What the task asks → Can you rewrite the lines from the one containing "of car side" through the one containing "[356,129,430,183]", both ends included, swapping "valid instance" for "acceptable instance" and leaving everything else unchanged? Return only those lines.

Dataset excerpts →
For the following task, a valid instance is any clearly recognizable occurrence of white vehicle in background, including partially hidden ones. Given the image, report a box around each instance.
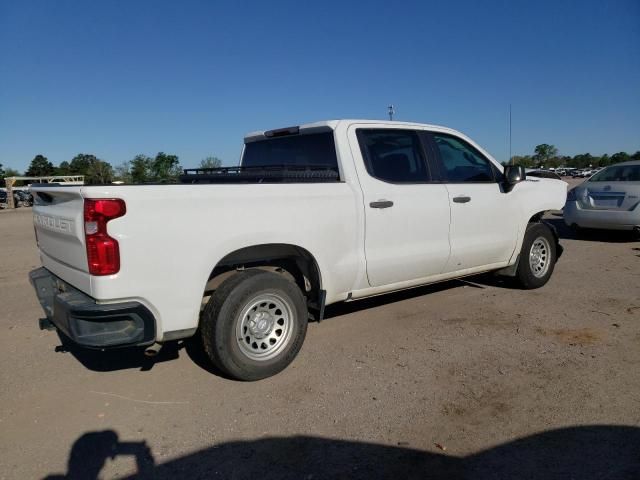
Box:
[31,120,566,380]
[564,160,640,232]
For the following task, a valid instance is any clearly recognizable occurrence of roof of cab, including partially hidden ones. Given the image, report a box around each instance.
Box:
[244,119,462,143]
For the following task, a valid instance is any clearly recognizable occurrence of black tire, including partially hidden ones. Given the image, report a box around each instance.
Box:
[200,269,308,381]
[516,223,558,290]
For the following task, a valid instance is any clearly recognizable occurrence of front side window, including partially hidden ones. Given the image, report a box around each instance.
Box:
[357,129,429,183]
[432,133,495,183]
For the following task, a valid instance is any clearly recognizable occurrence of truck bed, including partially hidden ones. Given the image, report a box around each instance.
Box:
[180,165,340,184]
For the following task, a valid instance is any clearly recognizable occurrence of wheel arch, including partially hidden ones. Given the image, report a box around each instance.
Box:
[203,243,324,319]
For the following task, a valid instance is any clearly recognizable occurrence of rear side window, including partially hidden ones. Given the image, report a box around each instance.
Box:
[357,129,430,183]
[589,165,640,182]
[242,132,338,172]
[432,133,496,183]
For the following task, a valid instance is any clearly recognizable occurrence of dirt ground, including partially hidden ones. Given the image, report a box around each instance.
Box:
[0,181,640,479]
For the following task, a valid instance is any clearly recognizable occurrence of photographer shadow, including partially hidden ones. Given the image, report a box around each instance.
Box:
[46,425,640,480]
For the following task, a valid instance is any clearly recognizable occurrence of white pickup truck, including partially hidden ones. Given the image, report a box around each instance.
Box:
[30,120,567,380]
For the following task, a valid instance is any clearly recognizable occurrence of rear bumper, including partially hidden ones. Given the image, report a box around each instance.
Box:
[563,201,640,230]
[29,268,156,348]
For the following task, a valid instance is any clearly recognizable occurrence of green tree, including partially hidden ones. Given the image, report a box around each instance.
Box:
[113,161,133,183]
[570,153,594,168]
[25,155,55,177]
[69,153,98,175]
[130,155,153,183]
[533,143,558,166]
[200,156,222,168]
[151,152,182,182]
[84,160,113,185]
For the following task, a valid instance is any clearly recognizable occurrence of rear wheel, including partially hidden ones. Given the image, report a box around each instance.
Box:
[516,223,557,289]
[201,270,307,381]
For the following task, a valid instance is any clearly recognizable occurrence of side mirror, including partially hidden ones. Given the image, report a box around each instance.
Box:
[504,165,527,191]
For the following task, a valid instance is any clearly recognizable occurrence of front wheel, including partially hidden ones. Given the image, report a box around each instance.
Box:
[201,270,307,381]
[516,223,557,289]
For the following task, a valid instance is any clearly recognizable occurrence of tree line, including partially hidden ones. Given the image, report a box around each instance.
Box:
[0,152,222,185]
[511,143,640,168]
[0,143,640,185]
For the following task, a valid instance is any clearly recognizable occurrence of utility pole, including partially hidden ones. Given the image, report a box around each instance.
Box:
[509,104,513,165]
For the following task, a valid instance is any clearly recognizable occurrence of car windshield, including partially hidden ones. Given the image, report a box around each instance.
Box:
[589,165,640,182]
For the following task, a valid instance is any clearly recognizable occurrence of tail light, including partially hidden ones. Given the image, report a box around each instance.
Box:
[84,198,127,275]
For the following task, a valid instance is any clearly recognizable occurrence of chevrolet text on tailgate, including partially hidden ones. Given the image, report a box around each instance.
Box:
[30,120,567,380]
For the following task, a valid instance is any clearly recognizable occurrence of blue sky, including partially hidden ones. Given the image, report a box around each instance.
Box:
[0,0,640,170]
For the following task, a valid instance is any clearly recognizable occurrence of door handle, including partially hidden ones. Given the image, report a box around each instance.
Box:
[369,200,393,208]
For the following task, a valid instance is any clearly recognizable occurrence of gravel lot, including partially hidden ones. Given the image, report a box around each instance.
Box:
[0,182,640,479]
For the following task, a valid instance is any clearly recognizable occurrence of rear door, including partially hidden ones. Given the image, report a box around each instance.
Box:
[349,125,449,287]
[430,132,521,272]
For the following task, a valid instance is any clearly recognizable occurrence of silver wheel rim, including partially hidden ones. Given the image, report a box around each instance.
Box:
[236,293,293,361]
[529,237,551,278]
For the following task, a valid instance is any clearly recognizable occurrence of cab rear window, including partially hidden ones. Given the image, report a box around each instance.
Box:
[242,132,338,171]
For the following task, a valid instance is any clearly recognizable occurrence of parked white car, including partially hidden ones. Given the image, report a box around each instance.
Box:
[564,161,640,232]
[31,120,566,380]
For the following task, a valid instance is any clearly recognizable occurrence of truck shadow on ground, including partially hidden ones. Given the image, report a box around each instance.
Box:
[544,213,640,243]
[46,426,640,480]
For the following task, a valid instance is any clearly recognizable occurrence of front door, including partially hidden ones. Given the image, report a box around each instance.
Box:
[424,132,520,272]
[349,125,449,287]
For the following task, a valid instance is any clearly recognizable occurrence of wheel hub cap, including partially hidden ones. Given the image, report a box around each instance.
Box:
[236,293,293,361]
[529,237,551,278]
[247,312,275,338]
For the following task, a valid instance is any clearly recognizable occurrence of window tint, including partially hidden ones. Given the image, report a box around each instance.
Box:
[242,132,338,172]
[357,129,429,183]
[433,133,495,183]
[589,165,640,182]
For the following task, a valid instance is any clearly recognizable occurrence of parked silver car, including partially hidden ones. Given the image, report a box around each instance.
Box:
[564,161,640,232]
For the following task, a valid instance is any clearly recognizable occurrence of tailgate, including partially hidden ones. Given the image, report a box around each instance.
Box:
[31,186,88,272]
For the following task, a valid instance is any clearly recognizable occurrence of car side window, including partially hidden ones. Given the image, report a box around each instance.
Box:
[432,132,496,183]
[356,129,430,183]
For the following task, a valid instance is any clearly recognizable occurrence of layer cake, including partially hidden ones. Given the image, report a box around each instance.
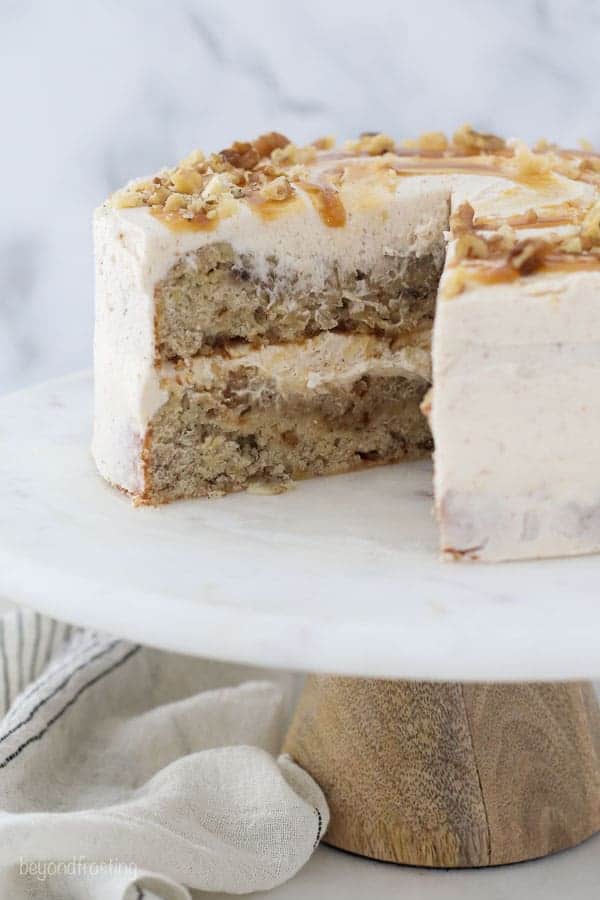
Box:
[93,126,600,560]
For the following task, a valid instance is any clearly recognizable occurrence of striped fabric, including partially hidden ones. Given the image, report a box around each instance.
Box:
[0,610,328,900]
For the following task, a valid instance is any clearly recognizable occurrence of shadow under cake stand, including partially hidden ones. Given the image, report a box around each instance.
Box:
[0,373,600,867]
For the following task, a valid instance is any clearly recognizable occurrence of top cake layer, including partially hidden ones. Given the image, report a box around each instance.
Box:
[97,127,600,359]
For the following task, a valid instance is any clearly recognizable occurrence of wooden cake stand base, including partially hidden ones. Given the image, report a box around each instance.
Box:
[285,676,600,868]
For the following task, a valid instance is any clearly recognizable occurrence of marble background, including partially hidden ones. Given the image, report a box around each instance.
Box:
[0,0,600,392]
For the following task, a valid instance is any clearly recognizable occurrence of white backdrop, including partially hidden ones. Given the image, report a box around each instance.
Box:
[0,0,600,392]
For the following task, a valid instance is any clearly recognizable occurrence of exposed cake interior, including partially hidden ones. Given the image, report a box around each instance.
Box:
[145,329,432,502]
[94,127,600,512]
[156,235,445,359]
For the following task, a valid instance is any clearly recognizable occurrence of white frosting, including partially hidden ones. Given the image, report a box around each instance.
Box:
[430,272,600,560]
[93,153,600,560]
[160,331,431,396]
[92,176,449,492]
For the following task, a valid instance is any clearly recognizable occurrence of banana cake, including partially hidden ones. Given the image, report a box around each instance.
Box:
[93,126,600,560]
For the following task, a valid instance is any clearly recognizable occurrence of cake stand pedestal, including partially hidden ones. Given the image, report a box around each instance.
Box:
[0,374,600,867]
[285,676,600,868]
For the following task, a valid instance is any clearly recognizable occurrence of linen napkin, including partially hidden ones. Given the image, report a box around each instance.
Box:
[0,610,329,900]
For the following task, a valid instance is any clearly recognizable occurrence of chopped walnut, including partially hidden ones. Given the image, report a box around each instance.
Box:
[172,168,203,194]
[271,143,317,166]
[454,234,490,261]
[510,141,556,178]
[581,200,600,244]
[165,194,189,212]
[253,131,290,157]
[508,238,552,275]
[558,234,583,253]
[202,175,229,202]
[450,203,475,237]
[344,131,396,156]
[442,267,467,299]
[219,141,260,169]
[452,124,506,155]
[313,134,335,150]
[179,150,206,169]
[401,131,448,153]
[260,175,294,200]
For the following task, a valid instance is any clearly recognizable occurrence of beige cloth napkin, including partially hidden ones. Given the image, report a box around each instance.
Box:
[0,610,328,900]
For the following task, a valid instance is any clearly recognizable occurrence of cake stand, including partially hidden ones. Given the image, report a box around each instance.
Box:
[0,374,600,867]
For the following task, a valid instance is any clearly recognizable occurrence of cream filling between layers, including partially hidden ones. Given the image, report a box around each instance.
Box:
[159,328,431,396]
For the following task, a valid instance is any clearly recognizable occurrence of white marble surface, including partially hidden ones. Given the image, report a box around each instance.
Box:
[5,374,600,681]
[0,0,600,393]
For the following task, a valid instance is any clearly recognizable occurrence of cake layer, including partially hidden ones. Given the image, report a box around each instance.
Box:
[156,243,445,359]
[93,126,600,560]
[140,333,431,503]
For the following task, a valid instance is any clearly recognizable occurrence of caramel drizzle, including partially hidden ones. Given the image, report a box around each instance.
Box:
[150,206,219,231]
[452,253,600,285]
[297,181,346,228]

Response for this exercise →
For the following task, a acceptable instance is any clearly recognizable occurrence of car side window, including partially hidden ones. Given the image, report a box around each instance.
Box:
[432,132,496,183]
[356,129,430,183]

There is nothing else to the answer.